» Task to complete:
In the stretch of data from the line containing "Task: indicate the dark" through the line containing "x=266 y=182", change "Drop one point" to "Place one point" and reproduce those lines with everything else unchanged.

» Provided information:
▼

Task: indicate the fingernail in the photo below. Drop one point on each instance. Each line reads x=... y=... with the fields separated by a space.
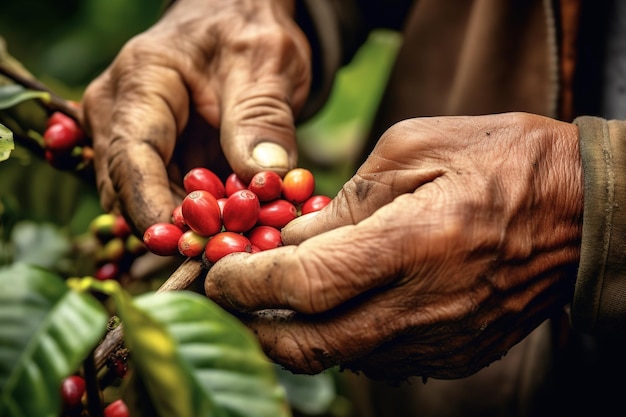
x=298 y=221
x=270 y=155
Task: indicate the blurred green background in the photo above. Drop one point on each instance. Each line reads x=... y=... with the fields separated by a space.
x=66 y=43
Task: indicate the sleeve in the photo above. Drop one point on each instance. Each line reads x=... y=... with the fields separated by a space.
x=336 y=29
x=599 y=303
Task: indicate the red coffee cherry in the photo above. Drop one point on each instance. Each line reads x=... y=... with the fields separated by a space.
x=277 y=213
x=315 y=203
x=202 y=213
x=117 y=408
x=72 y=391
x=204 y=179
x=178 y=219
x=225 y=243
x=298 y=185
x=241 y=211
x=191 y=244
x=234 y=183
x=267 y=185
x=62 y=137
x=162 y=239
x=135 y=246
x=265 y=237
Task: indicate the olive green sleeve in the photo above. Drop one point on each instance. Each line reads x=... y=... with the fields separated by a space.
x=599 y=304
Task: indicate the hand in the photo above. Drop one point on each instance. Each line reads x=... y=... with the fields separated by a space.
x=240 y=67
x=454 y=240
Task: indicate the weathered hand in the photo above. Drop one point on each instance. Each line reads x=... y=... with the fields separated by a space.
x=240 y=67
x=454 y=240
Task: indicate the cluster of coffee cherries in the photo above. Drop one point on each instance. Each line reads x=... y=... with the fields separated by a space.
x=64 y=143
x=73 y=395
x=218 y=217
x=117 y=246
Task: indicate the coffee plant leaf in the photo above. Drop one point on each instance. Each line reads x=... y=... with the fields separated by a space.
x=6 y=143
x=46 y=331
x=223 y=358
x=311 y=395
x=156 y=360
x=14 y=94
x=208 y=362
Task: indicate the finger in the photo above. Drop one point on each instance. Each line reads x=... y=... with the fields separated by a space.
x=322 y=272
x=312 y=343
x=140 y=143
x=97 y=108
x=378 y=182
x=260 y=96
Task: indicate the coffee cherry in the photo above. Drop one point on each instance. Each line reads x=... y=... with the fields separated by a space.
x=225 y=243
x=162 y=239
x=178 y=219
x=134 y=246
x=234 y=183
x=267 y=185
x=315 y=203
x=113 y=250
x=204 y=179
x=265 y=237
x=277 y=213
x=101 y=226
x=191 y=244
x=117 y=408
x=106 y=271
x=241 y=211
x=72 y=391
x=202 y=213
x=298 y=185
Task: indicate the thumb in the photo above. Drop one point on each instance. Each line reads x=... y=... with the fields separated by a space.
x=257 y=126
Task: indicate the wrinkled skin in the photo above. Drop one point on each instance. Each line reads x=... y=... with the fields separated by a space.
x=455 y=239
x=211 y=76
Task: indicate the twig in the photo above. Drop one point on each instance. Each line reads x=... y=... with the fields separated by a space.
x=180 y=279
x=56 y=102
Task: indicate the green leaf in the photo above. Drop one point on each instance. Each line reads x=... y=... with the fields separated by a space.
x=46 y=331
x=6 y=143
x=193 y=358
x=158 y=364
x=310 y=394
x=223 y=359
x=13 y=94
x=41 y=244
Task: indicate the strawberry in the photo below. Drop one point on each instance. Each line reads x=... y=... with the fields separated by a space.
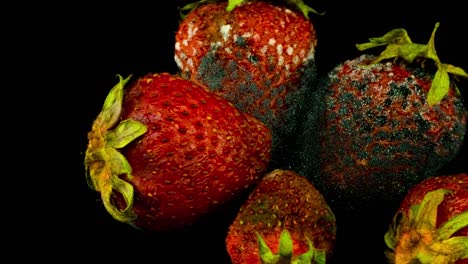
x=299 y=4
x=284 y=218
x=379 y=124
x=164 y=152
x=431 y=224
x=259 y=56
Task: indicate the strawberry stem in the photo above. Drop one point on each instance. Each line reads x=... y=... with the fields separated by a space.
x=400 y=45
x=103 y=162
x=285 y=252
x=417 y=238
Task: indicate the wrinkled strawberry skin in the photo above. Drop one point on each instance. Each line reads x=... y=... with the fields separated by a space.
x=259 y=56
x=199 y=151
x=282 y=200
x=371 y=135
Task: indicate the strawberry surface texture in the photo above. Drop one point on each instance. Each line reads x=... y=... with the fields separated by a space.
x=259 y=56
x=431 y=224
x=371 y=134
x=283 y=200
x=165 y=152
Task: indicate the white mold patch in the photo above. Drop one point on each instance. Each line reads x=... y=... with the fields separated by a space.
x=225 y=31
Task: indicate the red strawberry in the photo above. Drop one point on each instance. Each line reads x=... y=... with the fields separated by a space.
x=431 y=224
x=376 y=126
x=288 y=217
x=259 y=56
x=165 y=152
x=299 y=4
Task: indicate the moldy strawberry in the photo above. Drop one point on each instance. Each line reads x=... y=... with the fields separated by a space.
x=259 y=56
x=379 y=124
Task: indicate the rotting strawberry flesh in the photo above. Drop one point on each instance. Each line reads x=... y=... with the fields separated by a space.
x=259 y=56
x=379 y=124
x=431 y=224
x=165 y=152
x=283 y=201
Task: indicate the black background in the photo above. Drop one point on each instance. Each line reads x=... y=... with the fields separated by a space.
x=85 y=45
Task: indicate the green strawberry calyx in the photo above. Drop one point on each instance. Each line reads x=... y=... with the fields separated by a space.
x=103 y=162
x=400 y=45
x=415 y=238
x=285 y=252
x=299 y=4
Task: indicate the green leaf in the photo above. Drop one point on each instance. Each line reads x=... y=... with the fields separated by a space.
x=265 y=253
x=455 y=70
x=456 y=223
x=232 y=4
x=426 y=216
x=112 y=107
x=285 y=245
x=127 y=131
x=439 y=87
x=118 y=163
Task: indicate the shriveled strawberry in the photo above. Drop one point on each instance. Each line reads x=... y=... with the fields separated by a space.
x=285 y=218
x=378 y=126
x=164 y=152
x=259 y=56
x=431 y=224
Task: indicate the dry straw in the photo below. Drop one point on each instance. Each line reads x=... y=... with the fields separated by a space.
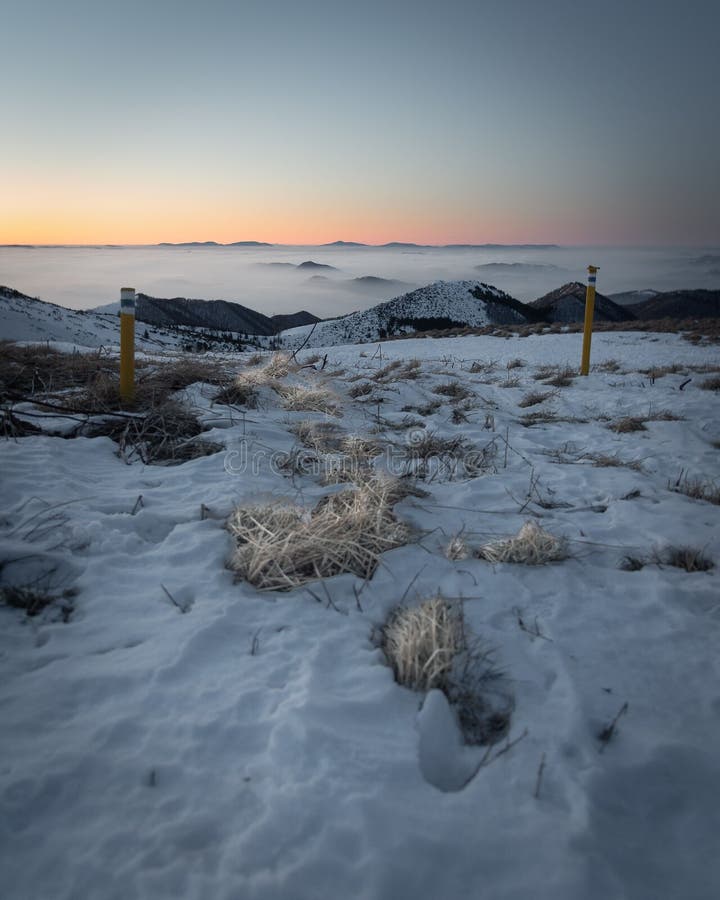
x=282 y=547
x=532 y=546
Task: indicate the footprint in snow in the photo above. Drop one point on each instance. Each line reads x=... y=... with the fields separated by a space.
x=445 y=762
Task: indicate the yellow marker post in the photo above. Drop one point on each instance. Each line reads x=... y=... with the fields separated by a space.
x=127 y=344
x=589 y=312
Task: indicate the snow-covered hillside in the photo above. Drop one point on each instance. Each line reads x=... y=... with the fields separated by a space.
x=170 y=731
x=24 y=318
x=440 y=305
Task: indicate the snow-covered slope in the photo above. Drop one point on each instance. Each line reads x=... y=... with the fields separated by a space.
x=184 y=735
x=24 y=318
x=442 y=304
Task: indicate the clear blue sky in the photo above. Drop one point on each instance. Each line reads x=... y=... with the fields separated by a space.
x=304 y=122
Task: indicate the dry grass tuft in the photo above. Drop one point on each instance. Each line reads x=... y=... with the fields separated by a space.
x=168 y=434
x=457 y=548
x=698 y=489
x=532 y=546
x=240 y=392
x=355 y=462
x=458 y=416
x=535 y=397
x=604 y=460
x=628 y=424
x=487 y=368
x=563 y=378
x=430 y=647
x=361 y=389
x=454 y=390
x=691 y=559
x=664 y=415
x=390 y=369
x=421 y=643
x=309 y=399
x=283 y=547
x=430 y=457
x=322 y=437
x=610 y=366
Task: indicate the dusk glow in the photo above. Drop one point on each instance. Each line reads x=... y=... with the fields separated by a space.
x=466 y=122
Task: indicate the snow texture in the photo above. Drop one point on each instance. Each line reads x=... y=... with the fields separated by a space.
x=184 y=735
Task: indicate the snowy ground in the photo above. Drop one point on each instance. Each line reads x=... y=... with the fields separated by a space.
x=257 y=746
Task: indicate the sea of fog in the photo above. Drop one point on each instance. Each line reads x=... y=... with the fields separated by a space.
x=266 y=278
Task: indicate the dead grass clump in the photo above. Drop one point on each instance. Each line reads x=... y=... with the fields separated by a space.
x=711 y=384
x=535 y=397
x=430 y=457
x=389 y=369
x=610 y=366
x=532 y=546
x=538 y=418
x=604 y=460
x=562 y=378
x=279 y=365
x=280 y=548
x=628 y=424
x=430 y=647
x=454 y=390
x=309 y=399
x=240 y=392
x=169 y=434
x=411 y=370
x=664 y=415
x=697 y=488
x=421 y=643
x=361 y=389
x=355 y=462
x=457 y=548
x=40 y=369
x=691 y=559
x=322 y=437
x=177 y=374
x=483 y=368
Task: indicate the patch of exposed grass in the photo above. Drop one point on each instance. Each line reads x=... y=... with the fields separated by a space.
x=430 y=457
x=454 y=390
x=283 y=547
x=323 y=437
x=604 y=460
x=531 y=546
x=168 y=434
x=535 y=397
x=690 y=559
x=431 y=647
x=698 y=489
x=240 y=392
x=361 y=389
x=390 y=369
x=628 y=424
x=299 y=398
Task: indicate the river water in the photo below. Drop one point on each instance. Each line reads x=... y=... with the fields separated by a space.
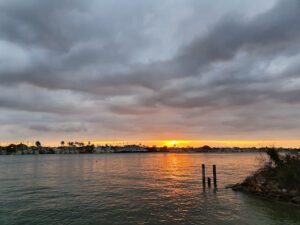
x=158 y=188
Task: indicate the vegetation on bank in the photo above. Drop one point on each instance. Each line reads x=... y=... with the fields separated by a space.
x=279 y=177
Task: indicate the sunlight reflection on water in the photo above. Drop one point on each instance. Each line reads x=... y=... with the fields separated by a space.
x=132 y=189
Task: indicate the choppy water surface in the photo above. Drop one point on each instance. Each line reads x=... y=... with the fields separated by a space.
x=132 y=189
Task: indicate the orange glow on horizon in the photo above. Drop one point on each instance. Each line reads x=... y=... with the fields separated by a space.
x=181 y=143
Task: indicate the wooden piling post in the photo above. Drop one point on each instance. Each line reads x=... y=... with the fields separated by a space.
x=203 y=175
x=215 y=175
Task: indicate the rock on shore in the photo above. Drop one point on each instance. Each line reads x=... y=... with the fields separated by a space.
x=262 y=185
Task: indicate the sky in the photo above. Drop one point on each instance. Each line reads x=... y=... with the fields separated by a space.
x=150 y=70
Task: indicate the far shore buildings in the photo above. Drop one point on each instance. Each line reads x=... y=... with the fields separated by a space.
x=22 y=149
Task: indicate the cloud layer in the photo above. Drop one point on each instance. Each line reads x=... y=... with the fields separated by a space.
x=144 y=70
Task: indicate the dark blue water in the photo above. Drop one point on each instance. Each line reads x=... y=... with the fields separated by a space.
x=132 y=189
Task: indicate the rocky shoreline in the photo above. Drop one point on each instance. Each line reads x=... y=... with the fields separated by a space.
x=271 y=189
x=266 y=182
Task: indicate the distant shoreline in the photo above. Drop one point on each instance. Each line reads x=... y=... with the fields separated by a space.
x=79 y=148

▲

» Task response:
Task: indicate the dark blue water in the photo above. Place one point on each instance. Each line reads x=... y=... with the fields separated by a space.
x=132 y=189
Task: indicate the rocky shoreline in the photo above. Place one point on each instance. Each line reads x=... y=... with the fields separated by a space.
x=271 y=189
x=266 y=182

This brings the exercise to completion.